*WRITTEN TASK:*
Using the Agata Kus exhibition text below, answer these:
1. Between which dates does the exhibition run?
2. What does she cover the obscured main image with?
3. Which subtle details are rendered with meticulous care?

*PAGE:*
Agata Kus, Vorsicht Bissige Hündin - Beware of the Bad Bitch

16.11.2013 until 08.01.2014

Agata Kus, an artist gifted with a special sensibility, engages the audience in a game of opposites. She can create indisputably beautiful, technically seductive things, painting lustrous dog hair, haptic furs and attractive, pensive faces. On the other hand, she often ‘destroys’ the painting, paints over it, burns holes in it or even apparently throws away hours of work by obscuring the main image and covering it with a slogan that looks like words sprayed on a wall. 

Meticulous care is taken to render subtle details: beautiful lace, veils, flowers. But she can also leave certain details unfinished, abandon them halfway through. She can be girlish and delicate, only to ridicule, expose, turn it into a joke and hit hard a moment later. Her figures are fragile, delicate, terrified, brooding and frozen in ‘that’ crucial moment, but they are also shocking and terrifying, like the women wearing furs-scalps or those kissing corpses.

*DATA:*
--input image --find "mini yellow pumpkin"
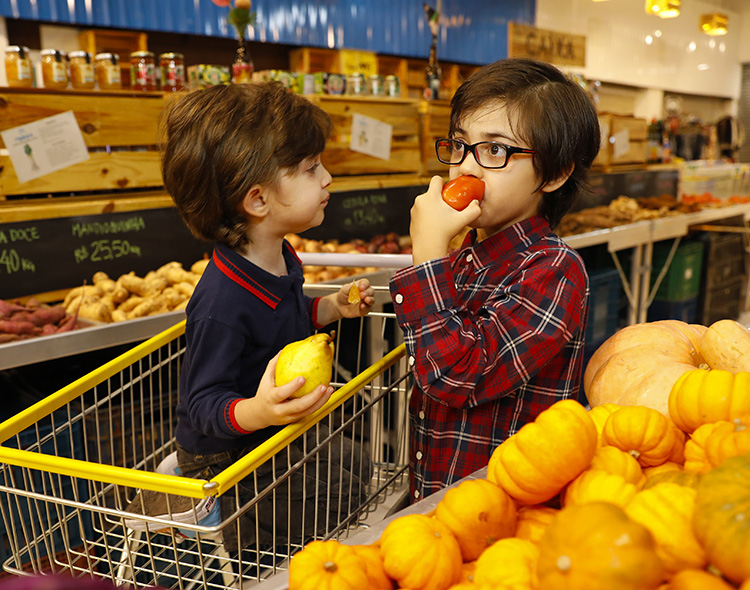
[474,537,539,587]
[487,399,597,504]
[685,422,723,473]
[289,541,368,590]
[705,418,750,467]
[669,369,750,433]
[589,446,645,487]
[514,504,560,543]
[380,514,463,590]
[435,479,516,561]
[537,502,665,590]
[625,482,707,572]
[603,406,684,467]
[563,469,638,506]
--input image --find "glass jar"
[130,51,156,92]
[159,53,185,92]
[5,45,34,88]
[94,53,122,90]
[42,49,68,90]
[68,51,96,90]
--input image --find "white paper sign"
[0,111,89,182]
[349,113,393,160]
[612,129,630,159]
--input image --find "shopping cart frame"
[0,294,409,587]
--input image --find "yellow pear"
[276,333,334,397]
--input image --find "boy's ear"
[240,184,268,217]
[542,164,575,193]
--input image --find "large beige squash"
[583,320,704,416]
[700,320,750,373]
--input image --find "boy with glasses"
[390,59,600,501]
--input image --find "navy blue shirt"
[175,241,318,455]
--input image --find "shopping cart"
[0,286,410,588]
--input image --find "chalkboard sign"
[0,209,212,299]
[573,170,680,211]
[302,185,427,242]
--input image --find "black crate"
[699,276,746,326]
[701,232,747,290]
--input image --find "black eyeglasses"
[435,138,536,170]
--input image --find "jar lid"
[41,49,65,61]
[94,53,120,63]
[5,45,29,56]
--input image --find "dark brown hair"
[161,82,332,249]
[450,58,601,228]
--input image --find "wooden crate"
[308,95,421,177]
[419,100,451,175]
[0,89,173,198]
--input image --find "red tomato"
[443,176,484,211]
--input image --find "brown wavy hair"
[450,58,601,228]
[160,82,333,249]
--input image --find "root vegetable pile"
[0,299,79,344]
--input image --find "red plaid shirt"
[390,217,588,501]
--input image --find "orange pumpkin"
[289,541,368,590]
[380,514,462,590]
[474,537,539,587]
[589,446,645,487]
[705,418,750,467]
[667,569,732,590]
[487,399,597,504]
[603,406,684,467]
[669,369,750,433]
[537,502,665,590]
[625,483,707,572]
[435,479,516,561]
[352,545,393,590]
[514,504,560,543]
[563,469,638,507]
[583,320,703,416]
[685,422,722,473]
[693,454,750,584]
[589,404,622,446]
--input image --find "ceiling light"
[700,12,729,35]
[646,0,680,18]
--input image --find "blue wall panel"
[0,0,536,64]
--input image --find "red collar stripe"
[213,249,280,309]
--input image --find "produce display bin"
[0,286,410,588]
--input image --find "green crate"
[651,241,703,302]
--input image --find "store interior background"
[0,0,750,162]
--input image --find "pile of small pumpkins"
[289,324,750,590]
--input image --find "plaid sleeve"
[391,251,586,408]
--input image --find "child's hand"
[234,354,333,431]
[409,176,482,265]
[336,279,375,318]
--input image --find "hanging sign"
[508,22,586,67]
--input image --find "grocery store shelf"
[0,311,185,370]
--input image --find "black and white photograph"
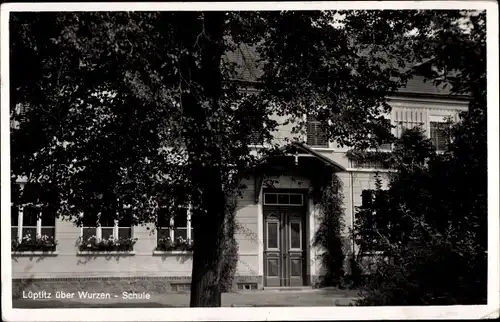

*RESPONSE FOR THIS EXERCISE:*
1. From 16.11.2013 until 08.01.2014.
2. A slogan that looks like words sprayed on a wall.
3. Lace, veils and flowers.